___ Source text
Because the complexity of the Ven­ice problem, the “reciprocity” of every action in the lagoon environment and the highly experimental nature of the safeguarding interventions delegated to the State require the preparation and implementation of an “integrated plan” of interventions to tackle the various as­pects of the physical and environmental safeguarding of the lagoon ecosystem in a unitary and organic fashion and with a systematic approach. Special Law no. 798/84 thus established that the State administration could nominate a single body to take on responsibility for the in­terventions as a whole.

To carry out the measures aimed at safeguarding Venice and its lagoon in accordance with Law n. 798 of 1984, the Venice Water Authority avails itself, like its concessionaire, of the Consorzio Venezia Nuova. It consists of a group of leading Italian construction companies of international importance and local cooperatives and firms with considerable experience of operating in the lagoon. The Consortium acts, of course, under the direct control of the Venice Water Authority and on the basis of a general plan of interventions defined and ap­proved by the “Comitatone” (and there­fore by the institutions represented on the committee) and by Parliament which, in Special Law no. 139/92, adopted it as a reference for the development and fi­nancing of interventions programmed, implemented and underway.

Consorzio Venezia Nuova has devel­oped a structure able to plan, organise, manage and control the safeguarding measures during the various phases of implementation, while at the same time acting as the operational interface be­tween the granting administration (the Venice Water Authority) on one hand and those carrying out the work on the other (designers, experts responsible for studies and experiments and companies carrying out the work).

Why is M.O.S.E. so controversial in Italy and especially in Venice? Many say that it is “surgery before medicine” and that less radical, softer measures should be tried first to avoid the environmental disruption and skyrocketing costs that M.O.S.E. seems to bring with it.
______
___ Dataset
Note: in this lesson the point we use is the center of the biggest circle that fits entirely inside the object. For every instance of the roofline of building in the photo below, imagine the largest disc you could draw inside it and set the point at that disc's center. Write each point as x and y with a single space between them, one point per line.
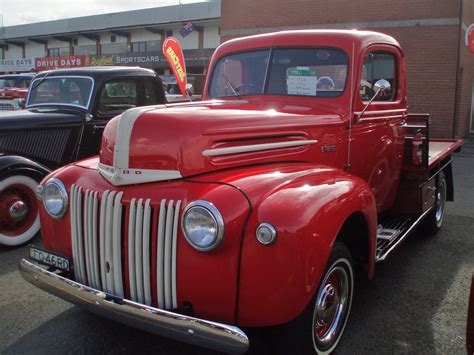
200 11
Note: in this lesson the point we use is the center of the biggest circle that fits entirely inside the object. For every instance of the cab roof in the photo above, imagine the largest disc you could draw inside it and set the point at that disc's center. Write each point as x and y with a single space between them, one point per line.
344 39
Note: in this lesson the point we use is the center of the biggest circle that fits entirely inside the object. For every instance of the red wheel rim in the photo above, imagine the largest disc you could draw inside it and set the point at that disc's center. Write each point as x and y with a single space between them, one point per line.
17 192
332 306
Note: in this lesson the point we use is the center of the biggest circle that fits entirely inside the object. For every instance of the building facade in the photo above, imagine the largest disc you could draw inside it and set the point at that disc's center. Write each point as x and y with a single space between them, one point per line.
131 38
435 35
440 65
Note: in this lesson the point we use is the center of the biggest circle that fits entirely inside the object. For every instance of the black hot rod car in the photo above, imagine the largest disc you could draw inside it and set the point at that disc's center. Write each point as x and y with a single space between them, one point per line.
66 112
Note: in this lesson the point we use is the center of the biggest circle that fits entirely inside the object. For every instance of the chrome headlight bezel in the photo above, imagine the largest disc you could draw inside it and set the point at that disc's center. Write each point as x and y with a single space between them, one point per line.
215 216
61 189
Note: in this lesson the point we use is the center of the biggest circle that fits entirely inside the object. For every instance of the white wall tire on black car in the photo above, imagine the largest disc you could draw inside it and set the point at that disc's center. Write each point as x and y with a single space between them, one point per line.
332 304
19 217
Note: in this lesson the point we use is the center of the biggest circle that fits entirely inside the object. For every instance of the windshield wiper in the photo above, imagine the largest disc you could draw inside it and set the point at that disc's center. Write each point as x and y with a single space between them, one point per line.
230 85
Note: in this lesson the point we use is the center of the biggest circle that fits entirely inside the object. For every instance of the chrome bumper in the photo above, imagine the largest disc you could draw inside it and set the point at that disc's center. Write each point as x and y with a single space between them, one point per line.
212 335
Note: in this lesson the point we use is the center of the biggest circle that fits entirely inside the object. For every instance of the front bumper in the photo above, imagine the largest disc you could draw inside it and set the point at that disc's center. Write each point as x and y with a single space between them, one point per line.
212 335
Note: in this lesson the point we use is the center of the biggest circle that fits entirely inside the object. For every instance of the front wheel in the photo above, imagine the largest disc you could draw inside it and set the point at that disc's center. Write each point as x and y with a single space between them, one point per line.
19 217
333 301
320 327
______
What you have to do: Resume the text on safeguarding Venice and its lagoon, picking up after its final sentence.

Answer area:
MARIA TERESA BROTTO: Well, it was controversial in Venice, like any big project is and not only in Venice or in Italy!

The opposition was more noisy than substantial: the majority of Venetians was, and it is, in favour of the M.O.S.E. project. If a few years ago, the M.O.S.E. project was defined as too “huge” and not necessary by the opposition, now the same people say that it is not sufficient, and that Venice will need something big­ger! The M.O.S.E. project is the best so­lution for solving the problems of high water now and in the future, in presence of a bad sea level rise, as well. It is an im­portant measure for the lagoon environ­ment, not against it.

Nothwithstanding its uniqueness, Venice faces challenges that have some similarities with those affecting other cit­ies: London and Rotterdam, in Europe; New Orleans in the U.S. The interna­tional conference under preparation in New York is entitled “Saving Venezia, Protecting New Orleans”. To what ex­tent and in what ways could MO.S.E.’s approach and know-how offer useful sug­gestions for these other cities?

Consorzio Venezia Nuova is part of the International Network, that is a great unique opportunity for each country for building effective parternships, for shar­ing organizational aspects, for improving the current management, for exchanging products, services and for innovating ser­vices and competencies.